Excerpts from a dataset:

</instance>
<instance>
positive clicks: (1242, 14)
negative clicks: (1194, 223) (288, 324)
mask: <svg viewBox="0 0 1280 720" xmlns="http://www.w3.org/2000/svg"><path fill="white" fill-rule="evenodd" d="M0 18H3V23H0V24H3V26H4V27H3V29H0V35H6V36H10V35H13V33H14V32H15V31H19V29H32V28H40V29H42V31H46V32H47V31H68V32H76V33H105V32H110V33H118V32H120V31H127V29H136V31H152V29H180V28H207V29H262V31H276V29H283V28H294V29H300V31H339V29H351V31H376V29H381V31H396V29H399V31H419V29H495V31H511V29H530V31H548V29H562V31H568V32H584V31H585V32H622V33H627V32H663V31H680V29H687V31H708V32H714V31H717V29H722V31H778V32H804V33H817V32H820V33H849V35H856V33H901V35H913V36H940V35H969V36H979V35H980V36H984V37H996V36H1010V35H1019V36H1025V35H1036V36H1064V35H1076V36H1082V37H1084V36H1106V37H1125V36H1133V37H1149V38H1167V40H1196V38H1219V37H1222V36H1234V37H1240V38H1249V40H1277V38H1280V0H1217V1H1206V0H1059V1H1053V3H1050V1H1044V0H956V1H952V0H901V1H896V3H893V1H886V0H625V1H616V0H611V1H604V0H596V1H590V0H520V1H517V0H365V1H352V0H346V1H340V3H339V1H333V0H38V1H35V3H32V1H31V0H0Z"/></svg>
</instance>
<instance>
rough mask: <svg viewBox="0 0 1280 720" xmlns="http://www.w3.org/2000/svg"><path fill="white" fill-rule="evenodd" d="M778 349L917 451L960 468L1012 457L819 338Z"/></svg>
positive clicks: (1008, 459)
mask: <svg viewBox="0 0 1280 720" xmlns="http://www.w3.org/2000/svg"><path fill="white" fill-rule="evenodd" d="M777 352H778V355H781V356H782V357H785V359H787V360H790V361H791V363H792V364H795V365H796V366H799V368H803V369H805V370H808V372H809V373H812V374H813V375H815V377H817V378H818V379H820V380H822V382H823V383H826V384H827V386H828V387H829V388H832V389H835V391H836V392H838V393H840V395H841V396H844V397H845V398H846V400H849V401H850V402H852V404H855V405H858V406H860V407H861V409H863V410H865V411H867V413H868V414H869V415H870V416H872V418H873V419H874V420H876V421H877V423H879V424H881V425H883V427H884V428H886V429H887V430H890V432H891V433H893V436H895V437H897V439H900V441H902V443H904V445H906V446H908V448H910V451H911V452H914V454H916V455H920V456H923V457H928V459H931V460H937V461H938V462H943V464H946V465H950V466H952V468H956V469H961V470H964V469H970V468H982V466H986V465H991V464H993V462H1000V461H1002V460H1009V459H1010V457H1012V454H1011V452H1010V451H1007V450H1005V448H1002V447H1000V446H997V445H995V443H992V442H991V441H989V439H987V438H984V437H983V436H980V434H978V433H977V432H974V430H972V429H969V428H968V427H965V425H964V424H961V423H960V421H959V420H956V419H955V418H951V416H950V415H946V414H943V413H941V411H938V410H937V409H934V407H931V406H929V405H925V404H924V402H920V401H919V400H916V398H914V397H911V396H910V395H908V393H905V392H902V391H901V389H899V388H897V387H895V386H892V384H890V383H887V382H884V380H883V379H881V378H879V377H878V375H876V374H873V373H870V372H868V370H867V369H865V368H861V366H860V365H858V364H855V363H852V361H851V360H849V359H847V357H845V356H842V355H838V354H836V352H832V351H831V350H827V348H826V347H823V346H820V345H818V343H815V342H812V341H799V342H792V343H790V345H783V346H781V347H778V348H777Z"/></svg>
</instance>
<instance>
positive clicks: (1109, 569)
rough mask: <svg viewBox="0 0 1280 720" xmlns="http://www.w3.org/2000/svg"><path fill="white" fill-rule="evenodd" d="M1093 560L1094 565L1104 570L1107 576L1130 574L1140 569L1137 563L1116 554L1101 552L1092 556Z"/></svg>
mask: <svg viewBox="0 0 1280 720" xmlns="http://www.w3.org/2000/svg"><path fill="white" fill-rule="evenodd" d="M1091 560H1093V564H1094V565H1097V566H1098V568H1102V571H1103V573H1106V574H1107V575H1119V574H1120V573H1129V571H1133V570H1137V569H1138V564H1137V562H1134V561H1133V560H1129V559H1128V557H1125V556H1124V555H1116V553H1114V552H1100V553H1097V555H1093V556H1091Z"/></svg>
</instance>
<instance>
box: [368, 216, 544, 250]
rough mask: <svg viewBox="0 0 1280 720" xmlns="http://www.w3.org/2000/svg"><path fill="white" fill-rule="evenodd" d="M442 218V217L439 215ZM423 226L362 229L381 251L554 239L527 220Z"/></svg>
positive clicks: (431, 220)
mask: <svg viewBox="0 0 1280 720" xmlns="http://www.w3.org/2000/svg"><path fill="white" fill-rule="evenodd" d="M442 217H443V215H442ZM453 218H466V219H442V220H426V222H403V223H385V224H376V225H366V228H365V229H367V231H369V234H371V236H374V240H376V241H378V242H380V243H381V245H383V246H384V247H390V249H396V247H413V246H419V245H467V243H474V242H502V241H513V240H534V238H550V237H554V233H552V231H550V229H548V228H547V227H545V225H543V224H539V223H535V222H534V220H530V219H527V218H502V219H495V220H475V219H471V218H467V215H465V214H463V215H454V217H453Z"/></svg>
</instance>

Task requirements: Write out the data a second time, exactly the same.

Response area:
</instance>
<instance>
positive clicks: (1242, 14)
negative clicks: (1194, 223) (288, 324)
mask: <svg viewBox="0 0 1280 720" xmlns="http://www.w3.org/2000/svg"><path fill="white" fill-rule="evenodd" d="M0 18H3V23H0V24H3V26H4V27H3V29H0V35H6V36H10V35H13V33H14V32H15V31H19V29H32V28H40V29H42V31H46V32H47V31H68V32H76V33H105V32H110V33H118V32H120V31H127V29H136V31H152V29H180V28H207V29H262V31H276V29H283V28H294V29H300V31H339V29H351V31H376V29H381V31H396V29H399V31H419V29H495V31H511V29H530V31H548V29H562V31H568V32H584V31H585V32H622V33H627V32H663V31H680V29H687V31H708V32H714V31H717V29H722V31H778V32H804V33H817V32H820V33H849V35H856V33H901V35H913V36H940V35H969V36H979V35H980V36H984V37H996V36H1010V35H1019V36H1025V35H1036V36H1064V35H1076V36H1082V37H1084V36H1106V37H1125V36H1133V37H1149V38H1167V40H1196V38H1219V37H1222V36H1234V37H1240V38H1249V40H1277V38H1280V0H1217V1H1206V0H1059V1H1053V3H1050V1H1044V0H956V1H952V0H901V1H896V3H893V1H886V0H625V1H616V0H611V1H604V0H596V1H590V0H520V1H517V0H365V1H352V0H346V1H340V3H339V1H333V0H38V1H35V3H32V1H31V0H0Z"/></svg>
</instance>
<instance>
rough mask: <svg viewBox="0 0 1280 720" xmlns="http://www.w3.org/2000/svg"><path fill="white" fill-rule="evenodd" d="M778 349L917 451L960 468L1012 457L819 338Z"/></svg>
positive clicks: (1008, 459)
mask: <svg viewBox="0 0 1280 720" xmlns="http://www.w3.org/2000/svg"><path fill="white" fill-rule="evenodd" d="M777 352H778V355H781V356H782V357H785V359H787V360H790V361H791V363H792V364H795V365H796V366H799V368H803V369H805V370H808V372H809V373H812V374H813V375H815V377H817V378H818V379H820V380H822V382H823V383H826V384H827V386H828V387H829V388H832V389H835V391H836V392H838V393H840V395H841V396H844V397H845V398H846V400H849V401H850V402H852V404H855V405H858V406H860V407H861V409H863V410H865V411H867V413H868V414H869V415H870V416H872V418H873V419H874V420H876V421H877V423H879V424H881V425H883V427H884V428H886V429H887V430H890V432H891V433H893V436H895V437H897V439H900V441H902V443H904V445H906V446H908V448H910V451H911V452H914V454H916V455H920V456H923V457H928V459H931V460H937V461H938V462H943V464H946V465H950V466H952V468H956V469H961V470H964V469H970V468H982V466H986V465H991V464H993V462H1000V461H1002V460H1009V459H1010V457H1012V454H1011V452H1010V451H1007V450H1005V448H1002V447H1000V446H997V445H995V443H992V442H991V441H989V439H987V438H984V437H983V436H980V434H978V433H977V432H974V430H972V429H969V428H968V427H965V425H964V424H961V423H960V421H959V420H956V419H955V418H951V416H950V415H946V414H943V413H941V411H938V410H937V409H934V407H931V406H929V405H925V404H924V402H920V401H919V400H916V398H914V397H911V396H910V395H908V393H905V392H902V391H901V389H899V388H897V387H895V386H892V384H890V383H887V382H884V380H883V379H881V378H879V377H878V375H876V374H873V373H870V372H868V370H867V369H865V368H861V366H860V365H858V364H855V363H852V361H851V360H849V359H847V357H845V356H842V355H838V354H836V352H832V351H831V350H827V348H826V347H823V346H820V345H818V343H815V342H812V341H799V342H792V343H790V345H783V346H781V347H778V348H777Z"/></svg>
</instance>
<instance>
positive clicks: (1109, 569)
rough mask: <svg viewBox="0 0 1280 720" xmlns="http://www.w3.org/2000/svg"><path fill="white" fill-rule="evenodd" d="M1093 560L1094 565L1104 570L1107 576L1130 574L1140 569L1137 563L1116 554L1101 552L1092 556Z"/></svg>
mask: <svg viewBox="0 0 1280 720" xmlns="http://www.w3.org/2000/svg"><path fill="white" fill-rule="evenodd" d="M1091 560H1093V564H1094V565H1097V566H1098V568H1102V571H1103V573H1106V574H1107V575H1119V574H1120V573H1129V571H1133V570H1137V569H1138V564H1137V562H1134V561H1133V560H1129V559H1128V557H1125V556H1124V555H1116V553H1114V552H1100V553H1097V555H1093V556H1091Z"/></svg>
</instance>
<instance>
box: [368, 216, 544, 250]
rough mask: <svg viewBox="0 0 1280 720" xmlns="http://www.w3.org/2000/svg"><path fill="white" fill-rule="evenodd" d="M442 218V217L439 215ZM423 226L362 229L381 251L554 239L527 220Z"/></svg>
positive clicks: (431, 220)
mask: <svg viewBox="0 0 1280 720" xmlns="http://www.w3.org/2000/svg"><path fill="white" fill-rule="evenodd" d="M442 217H443V215H442ZM453 218H466V219H442V220H426V222H403V223H385V224H376V225H366V228H365V229H367V231H369V234H371V236H374V240H376V241H378V242H380V243H381V245H383V246H384V247H390V249H396V247H413V246H419V245H467V243H474V242H502V241H513V240H534V238H550V237H554V233H552V231H550V229H548V228H547V227H545V225H543V224H539V223H535V222H534V220H530V219H527V218H502V219H495V220H475V219H471V218H467V215H465V214H463V215H454V217H453Z"/></svg>
</instance>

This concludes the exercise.